§ TO DO:
Output the data below line for line, exactly, up to and including the line where "example: [194, 409]" appears.

Entries taken from a collection
════════

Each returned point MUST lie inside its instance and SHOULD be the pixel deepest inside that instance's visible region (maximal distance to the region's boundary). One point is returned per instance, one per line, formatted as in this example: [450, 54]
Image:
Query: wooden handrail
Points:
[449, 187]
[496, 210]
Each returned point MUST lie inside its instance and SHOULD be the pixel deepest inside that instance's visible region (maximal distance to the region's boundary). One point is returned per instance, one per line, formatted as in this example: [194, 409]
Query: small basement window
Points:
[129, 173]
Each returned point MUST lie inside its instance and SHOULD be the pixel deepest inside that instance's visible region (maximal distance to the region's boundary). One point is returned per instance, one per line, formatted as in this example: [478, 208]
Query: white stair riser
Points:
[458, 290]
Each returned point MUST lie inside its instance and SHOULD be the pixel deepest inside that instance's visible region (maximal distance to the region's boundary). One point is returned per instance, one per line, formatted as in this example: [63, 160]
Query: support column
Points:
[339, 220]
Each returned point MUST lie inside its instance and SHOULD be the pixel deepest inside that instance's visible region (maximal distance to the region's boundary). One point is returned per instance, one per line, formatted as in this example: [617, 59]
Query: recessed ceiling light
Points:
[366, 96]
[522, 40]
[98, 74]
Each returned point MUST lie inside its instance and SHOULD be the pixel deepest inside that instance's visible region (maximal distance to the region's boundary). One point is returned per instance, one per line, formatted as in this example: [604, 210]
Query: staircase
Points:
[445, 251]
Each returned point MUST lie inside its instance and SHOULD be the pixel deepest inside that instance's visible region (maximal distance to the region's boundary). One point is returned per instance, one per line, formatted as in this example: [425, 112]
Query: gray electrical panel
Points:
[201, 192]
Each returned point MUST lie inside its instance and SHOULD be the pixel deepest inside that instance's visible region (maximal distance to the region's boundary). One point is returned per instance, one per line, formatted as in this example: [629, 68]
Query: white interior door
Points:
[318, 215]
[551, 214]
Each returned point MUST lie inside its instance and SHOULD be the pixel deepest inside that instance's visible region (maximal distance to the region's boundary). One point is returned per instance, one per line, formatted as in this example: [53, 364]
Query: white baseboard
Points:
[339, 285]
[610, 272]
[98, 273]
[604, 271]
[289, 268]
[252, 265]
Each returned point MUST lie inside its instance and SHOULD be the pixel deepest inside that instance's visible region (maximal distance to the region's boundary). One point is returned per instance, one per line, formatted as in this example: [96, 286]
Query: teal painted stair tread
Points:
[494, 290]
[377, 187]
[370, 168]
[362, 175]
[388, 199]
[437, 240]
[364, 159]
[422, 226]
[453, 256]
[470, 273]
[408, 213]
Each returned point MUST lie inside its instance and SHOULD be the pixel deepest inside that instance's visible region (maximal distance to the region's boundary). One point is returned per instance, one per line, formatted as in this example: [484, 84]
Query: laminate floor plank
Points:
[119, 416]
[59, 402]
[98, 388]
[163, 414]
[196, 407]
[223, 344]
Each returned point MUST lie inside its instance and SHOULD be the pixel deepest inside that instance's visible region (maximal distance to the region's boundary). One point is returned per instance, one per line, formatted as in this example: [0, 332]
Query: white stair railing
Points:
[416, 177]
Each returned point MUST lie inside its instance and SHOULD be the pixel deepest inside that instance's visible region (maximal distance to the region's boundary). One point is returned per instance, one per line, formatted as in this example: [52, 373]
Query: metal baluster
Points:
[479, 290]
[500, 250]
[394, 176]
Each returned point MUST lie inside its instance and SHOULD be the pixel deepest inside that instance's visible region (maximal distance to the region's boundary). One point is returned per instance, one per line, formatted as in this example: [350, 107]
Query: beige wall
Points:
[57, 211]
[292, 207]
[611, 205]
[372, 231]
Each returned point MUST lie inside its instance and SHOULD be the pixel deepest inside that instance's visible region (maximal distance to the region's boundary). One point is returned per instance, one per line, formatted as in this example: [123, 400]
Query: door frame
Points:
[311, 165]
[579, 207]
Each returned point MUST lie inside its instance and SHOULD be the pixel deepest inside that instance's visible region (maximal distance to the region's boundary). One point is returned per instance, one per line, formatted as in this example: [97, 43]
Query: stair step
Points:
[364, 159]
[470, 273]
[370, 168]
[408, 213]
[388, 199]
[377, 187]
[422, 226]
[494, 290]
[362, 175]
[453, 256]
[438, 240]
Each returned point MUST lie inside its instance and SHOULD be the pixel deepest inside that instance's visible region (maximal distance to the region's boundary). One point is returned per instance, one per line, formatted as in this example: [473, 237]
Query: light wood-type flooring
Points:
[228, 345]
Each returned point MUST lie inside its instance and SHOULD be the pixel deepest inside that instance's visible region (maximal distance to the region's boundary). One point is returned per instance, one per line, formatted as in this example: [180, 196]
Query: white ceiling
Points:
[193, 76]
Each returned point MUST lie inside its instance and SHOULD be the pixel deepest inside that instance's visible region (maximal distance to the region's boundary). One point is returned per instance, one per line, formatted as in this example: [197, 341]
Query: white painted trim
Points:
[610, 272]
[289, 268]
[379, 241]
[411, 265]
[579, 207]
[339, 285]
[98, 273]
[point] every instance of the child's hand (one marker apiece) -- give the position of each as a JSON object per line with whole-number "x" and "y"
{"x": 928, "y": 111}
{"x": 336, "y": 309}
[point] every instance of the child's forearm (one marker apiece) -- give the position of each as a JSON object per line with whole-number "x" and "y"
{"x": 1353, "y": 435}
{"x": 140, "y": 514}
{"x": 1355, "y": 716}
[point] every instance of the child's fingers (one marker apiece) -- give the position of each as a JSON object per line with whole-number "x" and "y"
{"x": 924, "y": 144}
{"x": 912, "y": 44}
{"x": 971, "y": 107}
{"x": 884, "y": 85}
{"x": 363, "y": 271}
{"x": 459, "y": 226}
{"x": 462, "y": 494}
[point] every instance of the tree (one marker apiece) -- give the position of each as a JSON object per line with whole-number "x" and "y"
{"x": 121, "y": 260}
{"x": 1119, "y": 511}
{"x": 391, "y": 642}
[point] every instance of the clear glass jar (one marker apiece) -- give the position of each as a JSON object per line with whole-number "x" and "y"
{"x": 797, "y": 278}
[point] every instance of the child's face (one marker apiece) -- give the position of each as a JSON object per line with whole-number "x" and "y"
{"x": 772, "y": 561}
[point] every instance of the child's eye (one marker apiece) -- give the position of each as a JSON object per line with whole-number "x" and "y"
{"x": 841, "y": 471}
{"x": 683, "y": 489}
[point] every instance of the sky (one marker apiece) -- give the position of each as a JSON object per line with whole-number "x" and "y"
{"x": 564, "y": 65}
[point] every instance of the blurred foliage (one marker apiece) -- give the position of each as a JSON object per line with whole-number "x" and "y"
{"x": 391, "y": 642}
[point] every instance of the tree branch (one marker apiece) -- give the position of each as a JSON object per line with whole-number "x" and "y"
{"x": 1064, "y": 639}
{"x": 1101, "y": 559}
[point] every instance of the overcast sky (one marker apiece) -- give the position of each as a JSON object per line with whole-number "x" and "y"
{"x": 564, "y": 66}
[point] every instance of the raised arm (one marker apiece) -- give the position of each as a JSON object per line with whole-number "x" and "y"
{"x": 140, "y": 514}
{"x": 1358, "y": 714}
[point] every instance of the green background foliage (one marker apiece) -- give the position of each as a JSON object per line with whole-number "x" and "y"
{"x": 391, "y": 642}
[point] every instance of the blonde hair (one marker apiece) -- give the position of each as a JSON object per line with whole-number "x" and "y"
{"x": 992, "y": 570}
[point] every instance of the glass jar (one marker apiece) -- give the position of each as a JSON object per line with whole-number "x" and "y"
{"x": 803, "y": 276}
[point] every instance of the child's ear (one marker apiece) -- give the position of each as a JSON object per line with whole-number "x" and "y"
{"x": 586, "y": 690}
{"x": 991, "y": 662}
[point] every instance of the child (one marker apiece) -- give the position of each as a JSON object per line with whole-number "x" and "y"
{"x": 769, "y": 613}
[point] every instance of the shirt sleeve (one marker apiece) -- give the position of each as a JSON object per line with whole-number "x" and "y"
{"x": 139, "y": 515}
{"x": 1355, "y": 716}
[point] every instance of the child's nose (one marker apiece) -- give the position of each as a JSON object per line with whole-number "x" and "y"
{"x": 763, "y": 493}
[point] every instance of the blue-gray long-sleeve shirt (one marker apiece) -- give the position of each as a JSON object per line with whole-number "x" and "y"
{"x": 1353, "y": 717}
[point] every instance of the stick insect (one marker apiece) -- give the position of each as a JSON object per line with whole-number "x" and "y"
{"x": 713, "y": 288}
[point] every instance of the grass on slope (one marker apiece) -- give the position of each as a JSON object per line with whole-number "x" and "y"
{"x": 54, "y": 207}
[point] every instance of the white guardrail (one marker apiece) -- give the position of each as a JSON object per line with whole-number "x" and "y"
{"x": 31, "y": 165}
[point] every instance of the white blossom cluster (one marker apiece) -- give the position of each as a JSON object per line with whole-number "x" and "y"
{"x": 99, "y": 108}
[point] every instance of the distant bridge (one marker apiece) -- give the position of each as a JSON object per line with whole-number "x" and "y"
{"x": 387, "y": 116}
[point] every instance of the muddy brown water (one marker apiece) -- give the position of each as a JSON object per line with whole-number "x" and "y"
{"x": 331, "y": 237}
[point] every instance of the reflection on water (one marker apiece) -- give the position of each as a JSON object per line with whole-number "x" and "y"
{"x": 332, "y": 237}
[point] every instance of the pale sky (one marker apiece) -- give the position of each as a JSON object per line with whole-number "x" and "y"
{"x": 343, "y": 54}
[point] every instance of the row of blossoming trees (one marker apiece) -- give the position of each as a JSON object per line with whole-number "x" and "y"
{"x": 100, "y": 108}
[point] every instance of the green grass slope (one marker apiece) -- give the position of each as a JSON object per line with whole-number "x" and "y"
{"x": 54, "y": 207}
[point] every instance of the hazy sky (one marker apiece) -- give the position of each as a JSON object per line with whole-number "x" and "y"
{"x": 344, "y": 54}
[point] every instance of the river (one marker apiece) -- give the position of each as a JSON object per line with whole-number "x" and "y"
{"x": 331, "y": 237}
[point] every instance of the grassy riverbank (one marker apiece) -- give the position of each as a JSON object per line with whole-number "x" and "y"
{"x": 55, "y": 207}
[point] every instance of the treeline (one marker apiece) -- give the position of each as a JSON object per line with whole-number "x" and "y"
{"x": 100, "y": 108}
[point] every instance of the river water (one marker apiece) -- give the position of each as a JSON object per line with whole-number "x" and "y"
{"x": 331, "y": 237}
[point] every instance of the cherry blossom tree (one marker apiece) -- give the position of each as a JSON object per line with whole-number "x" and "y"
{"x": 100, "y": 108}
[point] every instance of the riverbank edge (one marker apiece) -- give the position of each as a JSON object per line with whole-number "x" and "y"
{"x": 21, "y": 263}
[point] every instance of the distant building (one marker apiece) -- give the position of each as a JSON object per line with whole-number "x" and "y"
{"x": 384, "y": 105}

════════

§ OUTPUT BELOW:
Each returned point MUST lie inside its instance and SHOULD be the pixel deepest inside that instance's visible region (maximal distance to the region's boundary). One point is returned per instance, one per line, formatted as in this example: [450, 54]
Image:
Query: wooden handrail
Points:
[449, 187]
[496, 210]
Each returned point MUST lie inside its instance and SHOULD be the pixel deepest inside that instance's visible region (maximal distance to the region's boundary). One point is returned per instance, one per line, formatted as in this example: [194, 409]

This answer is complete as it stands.